Yes, a good case with properly positioned fans will keep things cooler than
an open case. The closed case *forces* the air to flow from the intake
vents to the exhaust vents. With an open case, the air within can tend to
remain mostly stagnant such that the CPU fan, etc. just keeps blowing the
same warm air on top of the CPU.
Anonymous
April 11, 2005 11:52:48 PM

Archived from groups: comp.sys.ibm.pc.games.action (More info?)

Nostromo <nostromo@spamfree.net.au> wrote:
> Thus spake "moondusterone" <moondusterone@mindspring.com>, Mon, 11 Apr 2005
> 03:51:39 GMT, Anno Domini:

> >more fans?

> Or an Antec case. Love IS an Antec Sonata case :) 

Which one do you recommend I should get for my setup?
--
"Be thine enemy an ant, see in him an elephant." --Turkish Proverb
/\___/\
/ /\ /\ \ Ant @ The Ant Farm: http://antfarm.ma.cx
| |o o| | Ant's Quality Foraged Links: http://aqfl.net (offline)
\ _ / Please remove ANT if replying by e-mail.
( )
Anonymous
April 11, 2005 11:56:34 PM

Archived from groups: comp.sys.ibm.pc.games.action (More info?)

Les Steel <a@aolnot.com> wrote:
> 60c is quite high to be honest, mine is currently idling at 35c, and it says
> ambient is about 30c.

> You could try the Akasa AK-913 cooler
> http://www.akasa.com.tw/spec/coolers/spec_ak_913.htm

> Another good cpu cooler is the Arctic Cooling Freezer 64:
> http://www.arctic-cooling.com/cpu2.php?idx=10&disc

> They were rated 1st and 2nd best in custompc magazine in the UK.

> I would also suggest getting memtest86 and test your memory as my wifes PC
> had similar problems and I swapped the memory out and problem ended.

In my original post, I already mentioned memtest86 showed no errors/problems.
Also, I only have 1 GB memory piece (1 GB of PC3200 Kingston RAM (CAS 3).


> Also I get the impression you are relying on your PSU to draw the hot air
> out of your case, bad idea, big style. You need to improve the airflow in i

Yes, it is currently set up like that. Should I add another fan to blow out
the heat at the lower vent?


> your case, if you have 2 fans, you need at least 1 in and 1 out. If you have
> both blowing in you may be creating "hot zones" where the air isn't moving
> enough so gets hotter. There is a great explanation of this online somewhere
> but I don't have the link handy, sorry.

OK and thanks, I will have to analyze this a bit more.
--
"Be thine enemy an ant, see in him an elephant." --Turkish Proverb
/\___/\
/ /\ /\ \ Ant @ The Ant Farm: http://antfarm.ma.cx
| |o o| | Ant's Quality Foraged Links: http://aqfl.net (offline)
\ _ / Please remove ANT if replying by e-mail.
( )
Anonymous
April 12, 2005 12:19:10 AM

Archived from groups: comp.sys.ibm.pc.games.action (More info?)

<ANTant@zimage.com> wrote in message
news:0Yydndw7svjYKcTfRVn-sQ@mminternet.net...

> Any suggestions on how to make my system cooler when gaming? I don't
> want to go overboard like getting water cooling system. I need to fix
> it before summer comes alone and so I can get back into gaming. Thank
> you in advance. :)

TASKS FOR THIS EXERCISE:
1: In the cooling thread, what temperature does Les Steel say his CPU is currently idling at?
2: List every email address that appears in the cooling thread.
The entries that follow come from a different source than the cooling thread.

GIVEN INFORMATION:
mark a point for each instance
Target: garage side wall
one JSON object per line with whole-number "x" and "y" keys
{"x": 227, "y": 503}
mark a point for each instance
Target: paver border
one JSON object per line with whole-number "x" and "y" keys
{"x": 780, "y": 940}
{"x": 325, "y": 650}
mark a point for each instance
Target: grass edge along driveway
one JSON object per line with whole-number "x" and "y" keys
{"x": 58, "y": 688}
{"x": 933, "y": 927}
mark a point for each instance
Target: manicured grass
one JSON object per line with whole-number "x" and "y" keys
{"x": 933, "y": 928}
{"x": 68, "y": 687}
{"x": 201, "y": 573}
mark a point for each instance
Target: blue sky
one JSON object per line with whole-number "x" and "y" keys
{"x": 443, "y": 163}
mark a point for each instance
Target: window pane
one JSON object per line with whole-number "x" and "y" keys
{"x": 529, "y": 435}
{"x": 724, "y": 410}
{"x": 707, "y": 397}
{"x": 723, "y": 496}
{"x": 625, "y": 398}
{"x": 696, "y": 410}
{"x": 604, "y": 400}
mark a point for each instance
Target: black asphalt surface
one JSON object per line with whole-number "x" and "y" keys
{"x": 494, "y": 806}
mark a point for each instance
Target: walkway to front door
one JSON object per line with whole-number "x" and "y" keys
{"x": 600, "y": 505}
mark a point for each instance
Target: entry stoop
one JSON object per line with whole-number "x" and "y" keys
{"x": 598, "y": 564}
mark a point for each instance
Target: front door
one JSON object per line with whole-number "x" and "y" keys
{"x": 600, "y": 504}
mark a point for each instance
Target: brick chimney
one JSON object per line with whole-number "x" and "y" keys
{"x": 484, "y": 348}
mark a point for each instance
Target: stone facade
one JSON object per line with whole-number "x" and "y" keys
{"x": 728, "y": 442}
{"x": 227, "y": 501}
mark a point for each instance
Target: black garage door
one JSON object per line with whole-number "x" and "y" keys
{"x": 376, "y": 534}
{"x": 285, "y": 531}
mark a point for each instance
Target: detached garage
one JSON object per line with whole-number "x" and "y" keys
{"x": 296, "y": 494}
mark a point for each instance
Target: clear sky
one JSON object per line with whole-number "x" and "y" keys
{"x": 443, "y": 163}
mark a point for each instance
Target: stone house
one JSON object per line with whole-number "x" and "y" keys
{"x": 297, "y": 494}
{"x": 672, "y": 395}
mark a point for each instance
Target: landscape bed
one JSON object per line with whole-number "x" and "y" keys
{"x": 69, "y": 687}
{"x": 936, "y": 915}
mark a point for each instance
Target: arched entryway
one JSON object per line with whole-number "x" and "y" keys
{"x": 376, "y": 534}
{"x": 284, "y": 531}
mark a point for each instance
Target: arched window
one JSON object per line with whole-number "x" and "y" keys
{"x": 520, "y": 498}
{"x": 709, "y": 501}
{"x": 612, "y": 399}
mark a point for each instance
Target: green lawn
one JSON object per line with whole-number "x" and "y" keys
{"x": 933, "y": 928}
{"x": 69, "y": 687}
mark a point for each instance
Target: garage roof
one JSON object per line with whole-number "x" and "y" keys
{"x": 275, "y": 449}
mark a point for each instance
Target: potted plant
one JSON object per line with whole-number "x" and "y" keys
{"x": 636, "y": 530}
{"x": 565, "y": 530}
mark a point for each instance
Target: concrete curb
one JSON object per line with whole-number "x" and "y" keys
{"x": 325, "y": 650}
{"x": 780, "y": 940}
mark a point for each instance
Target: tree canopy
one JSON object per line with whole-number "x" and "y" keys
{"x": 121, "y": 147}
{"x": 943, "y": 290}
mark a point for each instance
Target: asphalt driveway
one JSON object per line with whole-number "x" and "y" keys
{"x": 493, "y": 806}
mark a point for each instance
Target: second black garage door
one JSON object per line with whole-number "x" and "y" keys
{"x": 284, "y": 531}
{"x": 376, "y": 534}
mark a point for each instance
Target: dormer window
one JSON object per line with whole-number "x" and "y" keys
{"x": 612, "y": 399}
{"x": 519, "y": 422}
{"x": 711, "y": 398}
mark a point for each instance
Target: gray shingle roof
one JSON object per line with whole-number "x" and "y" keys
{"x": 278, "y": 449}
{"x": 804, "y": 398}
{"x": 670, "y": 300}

EXERCISE ANSWERS:
1: 35c

2:
- nostromo@spamfree.net.au
- moondusterone@mindspring.com
- a@aolnot.com
- ANTant@zimage.com